■ **Aim of the task**
Once the line containing "Would you mind pointing at the gothic" is found, copy it and each subsequent line exactly. Stop at the end of the records below.
=== Information provided ===
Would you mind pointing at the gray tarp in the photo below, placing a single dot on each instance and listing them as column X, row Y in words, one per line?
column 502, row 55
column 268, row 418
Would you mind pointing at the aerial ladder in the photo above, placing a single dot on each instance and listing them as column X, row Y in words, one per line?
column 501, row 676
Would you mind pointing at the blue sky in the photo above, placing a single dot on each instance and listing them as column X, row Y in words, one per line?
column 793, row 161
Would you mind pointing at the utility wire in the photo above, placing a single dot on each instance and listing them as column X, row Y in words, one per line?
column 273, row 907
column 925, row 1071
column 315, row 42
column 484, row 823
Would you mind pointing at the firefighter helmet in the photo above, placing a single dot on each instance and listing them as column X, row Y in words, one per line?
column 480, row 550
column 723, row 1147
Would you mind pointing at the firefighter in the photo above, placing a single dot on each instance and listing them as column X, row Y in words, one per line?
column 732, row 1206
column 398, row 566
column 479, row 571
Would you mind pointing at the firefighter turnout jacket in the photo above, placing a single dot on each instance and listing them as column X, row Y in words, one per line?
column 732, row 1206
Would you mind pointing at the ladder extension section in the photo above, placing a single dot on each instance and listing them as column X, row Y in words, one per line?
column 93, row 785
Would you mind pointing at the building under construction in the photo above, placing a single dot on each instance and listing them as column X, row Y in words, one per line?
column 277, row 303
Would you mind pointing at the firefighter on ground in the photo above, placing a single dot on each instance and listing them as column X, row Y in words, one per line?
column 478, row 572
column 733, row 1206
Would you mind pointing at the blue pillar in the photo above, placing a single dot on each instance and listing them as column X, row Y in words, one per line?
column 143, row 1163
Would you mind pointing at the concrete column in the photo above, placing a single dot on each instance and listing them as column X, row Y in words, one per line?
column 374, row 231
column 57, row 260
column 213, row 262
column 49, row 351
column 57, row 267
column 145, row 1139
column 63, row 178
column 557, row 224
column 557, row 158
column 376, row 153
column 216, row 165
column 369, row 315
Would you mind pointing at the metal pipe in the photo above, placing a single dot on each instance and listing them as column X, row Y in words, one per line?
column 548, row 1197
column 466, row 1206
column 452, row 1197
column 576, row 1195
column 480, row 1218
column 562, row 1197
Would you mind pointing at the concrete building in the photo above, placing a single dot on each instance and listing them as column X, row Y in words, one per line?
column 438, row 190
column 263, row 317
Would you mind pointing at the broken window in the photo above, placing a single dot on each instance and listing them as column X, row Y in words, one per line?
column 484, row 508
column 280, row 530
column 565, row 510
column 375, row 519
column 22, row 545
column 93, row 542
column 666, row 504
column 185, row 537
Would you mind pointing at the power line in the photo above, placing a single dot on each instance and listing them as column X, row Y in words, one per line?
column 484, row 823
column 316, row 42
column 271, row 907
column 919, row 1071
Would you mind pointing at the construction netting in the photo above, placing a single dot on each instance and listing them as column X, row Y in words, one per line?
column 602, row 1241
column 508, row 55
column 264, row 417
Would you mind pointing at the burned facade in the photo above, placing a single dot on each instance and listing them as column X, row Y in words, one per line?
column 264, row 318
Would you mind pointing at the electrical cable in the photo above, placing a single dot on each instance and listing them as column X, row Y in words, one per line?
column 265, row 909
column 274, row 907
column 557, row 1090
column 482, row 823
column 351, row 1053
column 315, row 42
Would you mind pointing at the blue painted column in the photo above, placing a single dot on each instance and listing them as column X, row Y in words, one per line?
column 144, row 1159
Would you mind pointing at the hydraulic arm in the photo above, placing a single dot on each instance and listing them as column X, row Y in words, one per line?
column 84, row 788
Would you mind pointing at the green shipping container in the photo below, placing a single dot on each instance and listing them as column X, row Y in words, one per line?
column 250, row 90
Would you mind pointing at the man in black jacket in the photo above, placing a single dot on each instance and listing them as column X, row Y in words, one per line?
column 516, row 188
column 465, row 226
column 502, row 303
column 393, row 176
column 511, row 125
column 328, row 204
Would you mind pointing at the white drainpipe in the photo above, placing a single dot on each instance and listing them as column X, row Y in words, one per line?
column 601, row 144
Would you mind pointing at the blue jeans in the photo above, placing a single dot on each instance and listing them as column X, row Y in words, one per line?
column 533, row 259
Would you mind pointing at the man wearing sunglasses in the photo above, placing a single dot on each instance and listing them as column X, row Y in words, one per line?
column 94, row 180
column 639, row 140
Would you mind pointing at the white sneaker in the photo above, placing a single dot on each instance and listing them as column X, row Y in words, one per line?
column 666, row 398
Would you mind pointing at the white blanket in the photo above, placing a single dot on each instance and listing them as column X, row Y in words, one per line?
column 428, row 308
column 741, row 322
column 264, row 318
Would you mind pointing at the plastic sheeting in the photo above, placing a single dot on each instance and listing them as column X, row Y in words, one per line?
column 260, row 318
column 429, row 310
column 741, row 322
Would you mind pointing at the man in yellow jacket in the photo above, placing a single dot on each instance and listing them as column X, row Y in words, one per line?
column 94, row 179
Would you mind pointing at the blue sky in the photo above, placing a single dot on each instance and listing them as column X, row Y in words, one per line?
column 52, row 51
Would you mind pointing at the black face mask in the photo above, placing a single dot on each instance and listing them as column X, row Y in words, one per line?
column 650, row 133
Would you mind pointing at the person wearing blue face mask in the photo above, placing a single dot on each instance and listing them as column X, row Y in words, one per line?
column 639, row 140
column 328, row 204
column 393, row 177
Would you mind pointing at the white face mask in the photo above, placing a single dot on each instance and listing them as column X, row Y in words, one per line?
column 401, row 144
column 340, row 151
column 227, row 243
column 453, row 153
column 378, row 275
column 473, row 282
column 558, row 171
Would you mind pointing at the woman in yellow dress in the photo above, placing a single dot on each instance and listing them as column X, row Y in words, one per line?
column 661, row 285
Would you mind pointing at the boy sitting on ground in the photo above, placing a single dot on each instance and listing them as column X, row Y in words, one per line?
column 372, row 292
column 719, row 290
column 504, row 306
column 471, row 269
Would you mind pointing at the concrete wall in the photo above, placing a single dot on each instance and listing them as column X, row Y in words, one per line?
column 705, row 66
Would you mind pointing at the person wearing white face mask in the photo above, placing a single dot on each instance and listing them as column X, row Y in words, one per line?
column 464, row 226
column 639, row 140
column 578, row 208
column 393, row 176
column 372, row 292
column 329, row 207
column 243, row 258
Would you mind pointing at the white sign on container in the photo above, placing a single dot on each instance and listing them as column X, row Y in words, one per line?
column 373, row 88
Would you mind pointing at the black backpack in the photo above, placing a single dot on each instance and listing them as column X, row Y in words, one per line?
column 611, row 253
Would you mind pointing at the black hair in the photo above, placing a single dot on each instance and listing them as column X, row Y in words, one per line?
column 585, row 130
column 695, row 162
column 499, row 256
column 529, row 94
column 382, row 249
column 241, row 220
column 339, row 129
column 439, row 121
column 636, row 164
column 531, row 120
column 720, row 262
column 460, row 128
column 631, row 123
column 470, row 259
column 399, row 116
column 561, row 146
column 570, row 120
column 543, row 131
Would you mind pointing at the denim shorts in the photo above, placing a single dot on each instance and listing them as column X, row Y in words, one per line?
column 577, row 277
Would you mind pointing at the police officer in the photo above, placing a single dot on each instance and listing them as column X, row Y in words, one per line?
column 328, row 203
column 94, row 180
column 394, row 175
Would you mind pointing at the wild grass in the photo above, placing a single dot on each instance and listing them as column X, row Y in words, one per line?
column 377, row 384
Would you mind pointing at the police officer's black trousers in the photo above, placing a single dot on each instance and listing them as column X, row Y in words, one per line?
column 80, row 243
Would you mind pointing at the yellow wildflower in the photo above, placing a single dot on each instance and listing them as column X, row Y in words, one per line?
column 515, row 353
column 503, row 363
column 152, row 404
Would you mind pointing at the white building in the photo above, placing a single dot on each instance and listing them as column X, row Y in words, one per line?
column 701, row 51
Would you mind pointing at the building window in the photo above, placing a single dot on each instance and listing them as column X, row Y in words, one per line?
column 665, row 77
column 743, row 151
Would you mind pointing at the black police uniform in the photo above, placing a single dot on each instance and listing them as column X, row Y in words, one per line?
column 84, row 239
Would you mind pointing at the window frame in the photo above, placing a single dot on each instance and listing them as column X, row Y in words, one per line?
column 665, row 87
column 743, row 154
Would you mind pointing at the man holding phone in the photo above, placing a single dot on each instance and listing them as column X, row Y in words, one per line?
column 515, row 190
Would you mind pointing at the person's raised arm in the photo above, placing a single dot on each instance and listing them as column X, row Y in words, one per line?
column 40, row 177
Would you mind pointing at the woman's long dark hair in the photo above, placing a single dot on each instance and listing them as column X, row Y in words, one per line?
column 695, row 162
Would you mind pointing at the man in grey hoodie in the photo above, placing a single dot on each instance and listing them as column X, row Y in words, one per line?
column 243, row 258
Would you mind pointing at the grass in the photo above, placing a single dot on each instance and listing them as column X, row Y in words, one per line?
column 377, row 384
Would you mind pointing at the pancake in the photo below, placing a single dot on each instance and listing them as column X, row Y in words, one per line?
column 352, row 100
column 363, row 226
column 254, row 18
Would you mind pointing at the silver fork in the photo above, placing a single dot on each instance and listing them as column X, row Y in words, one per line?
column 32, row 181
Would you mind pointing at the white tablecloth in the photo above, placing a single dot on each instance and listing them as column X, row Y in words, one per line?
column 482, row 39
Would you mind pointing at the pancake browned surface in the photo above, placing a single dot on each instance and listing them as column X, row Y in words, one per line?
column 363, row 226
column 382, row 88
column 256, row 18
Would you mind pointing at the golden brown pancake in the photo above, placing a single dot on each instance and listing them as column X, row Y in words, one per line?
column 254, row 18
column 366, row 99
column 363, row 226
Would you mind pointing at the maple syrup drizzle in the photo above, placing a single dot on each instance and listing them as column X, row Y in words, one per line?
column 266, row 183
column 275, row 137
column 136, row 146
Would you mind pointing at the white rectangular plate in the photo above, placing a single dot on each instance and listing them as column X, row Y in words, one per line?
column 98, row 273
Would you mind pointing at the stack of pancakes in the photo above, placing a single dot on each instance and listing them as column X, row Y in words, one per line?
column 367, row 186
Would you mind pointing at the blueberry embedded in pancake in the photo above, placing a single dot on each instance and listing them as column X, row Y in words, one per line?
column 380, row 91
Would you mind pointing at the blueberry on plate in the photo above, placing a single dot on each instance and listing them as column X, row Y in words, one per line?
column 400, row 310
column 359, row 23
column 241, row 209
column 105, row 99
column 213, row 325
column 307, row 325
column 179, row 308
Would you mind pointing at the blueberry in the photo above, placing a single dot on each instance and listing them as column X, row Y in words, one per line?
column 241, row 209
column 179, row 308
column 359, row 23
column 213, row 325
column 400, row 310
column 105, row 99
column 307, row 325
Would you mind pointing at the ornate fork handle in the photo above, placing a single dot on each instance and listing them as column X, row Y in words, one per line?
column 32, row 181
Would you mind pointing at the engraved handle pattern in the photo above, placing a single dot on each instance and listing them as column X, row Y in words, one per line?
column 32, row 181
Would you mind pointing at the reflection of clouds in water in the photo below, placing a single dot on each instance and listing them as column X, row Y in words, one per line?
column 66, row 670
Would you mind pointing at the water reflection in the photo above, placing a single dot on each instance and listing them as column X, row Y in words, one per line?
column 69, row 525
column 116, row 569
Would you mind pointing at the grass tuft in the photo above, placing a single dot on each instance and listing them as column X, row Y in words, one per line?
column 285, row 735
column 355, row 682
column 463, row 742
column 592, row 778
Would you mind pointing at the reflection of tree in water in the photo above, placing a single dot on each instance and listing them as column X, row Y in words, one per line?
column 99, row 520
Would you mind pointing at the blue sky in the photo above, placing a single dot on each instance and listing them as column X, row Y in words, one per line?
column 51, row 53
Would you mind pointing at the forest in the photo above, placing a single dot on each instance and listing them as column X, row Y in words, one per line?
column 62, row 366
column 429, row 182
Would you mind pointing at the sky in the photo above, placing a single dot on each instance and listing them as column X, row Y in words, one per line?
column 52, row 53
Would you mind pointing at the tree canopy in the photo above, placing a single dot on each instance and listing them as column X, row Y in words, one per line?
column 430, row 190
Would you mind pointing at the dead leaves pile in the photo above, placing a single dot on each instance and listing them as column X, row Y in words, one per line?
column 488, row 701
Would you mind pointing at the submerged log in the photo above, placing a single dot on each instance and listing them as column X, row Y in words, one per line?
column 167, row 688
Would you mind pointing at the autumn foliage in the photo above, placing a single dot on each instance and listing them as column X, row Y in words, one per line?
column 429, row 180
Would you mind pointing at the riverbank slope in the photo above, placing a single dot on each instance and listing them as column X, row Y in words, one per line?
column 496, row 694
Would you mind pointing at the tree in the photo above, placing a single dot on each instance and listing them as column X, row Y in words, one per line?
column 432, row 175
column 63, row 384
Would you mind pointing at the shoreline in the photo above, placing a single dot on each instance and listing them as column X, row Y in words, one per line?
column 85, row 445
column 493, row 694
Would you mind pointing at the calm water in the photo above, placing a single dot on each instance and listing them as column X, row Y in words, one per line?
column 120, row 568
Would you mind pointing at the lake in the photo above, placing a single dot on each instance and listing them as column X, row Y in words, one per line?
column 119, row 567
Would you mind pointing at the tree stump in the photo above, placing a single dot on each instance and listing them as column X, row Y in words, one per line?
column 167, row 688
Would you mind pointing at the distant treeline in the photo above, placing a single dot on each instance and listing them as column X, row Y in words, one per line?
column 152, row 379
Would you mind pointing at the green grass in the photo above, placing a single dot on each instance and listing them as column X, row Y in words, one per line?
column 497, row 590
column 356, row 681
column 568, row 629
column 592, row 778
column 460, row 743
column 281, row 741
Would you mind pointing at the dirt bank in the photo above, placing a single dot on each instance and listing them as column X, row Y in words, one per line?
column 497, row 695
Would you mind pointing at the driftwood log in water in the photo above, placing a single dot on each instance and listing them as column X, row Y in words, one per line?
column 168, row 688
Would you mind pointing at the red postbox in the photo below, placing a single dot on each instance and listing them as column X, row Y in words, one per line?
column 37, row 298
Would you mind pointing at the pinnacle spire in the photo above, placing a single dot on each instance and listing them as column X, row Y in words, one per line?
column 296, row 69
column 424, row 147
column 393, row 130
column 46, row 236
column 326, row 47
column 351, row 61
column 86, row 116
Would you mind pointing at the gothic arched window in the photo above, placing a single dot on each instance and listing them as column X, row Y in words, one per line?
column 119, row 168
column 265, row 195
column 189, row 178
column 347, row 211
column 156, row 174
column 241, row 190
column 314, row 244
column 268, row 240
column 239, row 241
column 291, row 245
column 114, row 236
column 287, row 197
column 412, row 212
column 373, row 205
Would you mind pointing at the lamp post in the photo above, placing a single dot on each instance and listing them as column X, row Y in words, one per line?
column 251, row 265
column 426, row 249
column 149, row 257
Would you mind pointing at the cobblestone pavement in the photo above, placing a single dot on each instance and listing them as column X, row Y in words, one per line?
===
■ **Exercise answer**
Would you mind pointing at the gothic arched window in the photo above, placing a single dot on each instance and listing them as column X, row Y in words, one per line?
column 119, row 168
column 265, row 195
column 189, row 178
column 347, row 211
column 156, row 174
column 241, row 190
column 314, row 244
column 268, row 240
column 239, row 241
column 291, row 245
column 114, row 236
column 287, row 197
column 412, row 212
column 373, row 205
Would you mind pointing at the lamp post in the photo above, placing a single dot on each instance and listing them as column X, row Y in words, one per line?
column 251, row 265
column 426, row 249
column 149, row 257
Would you mind pointing at the cobblestone pavement in the photo above, placing a single dot on each instance and listing them as column X, row Y in words, one per line?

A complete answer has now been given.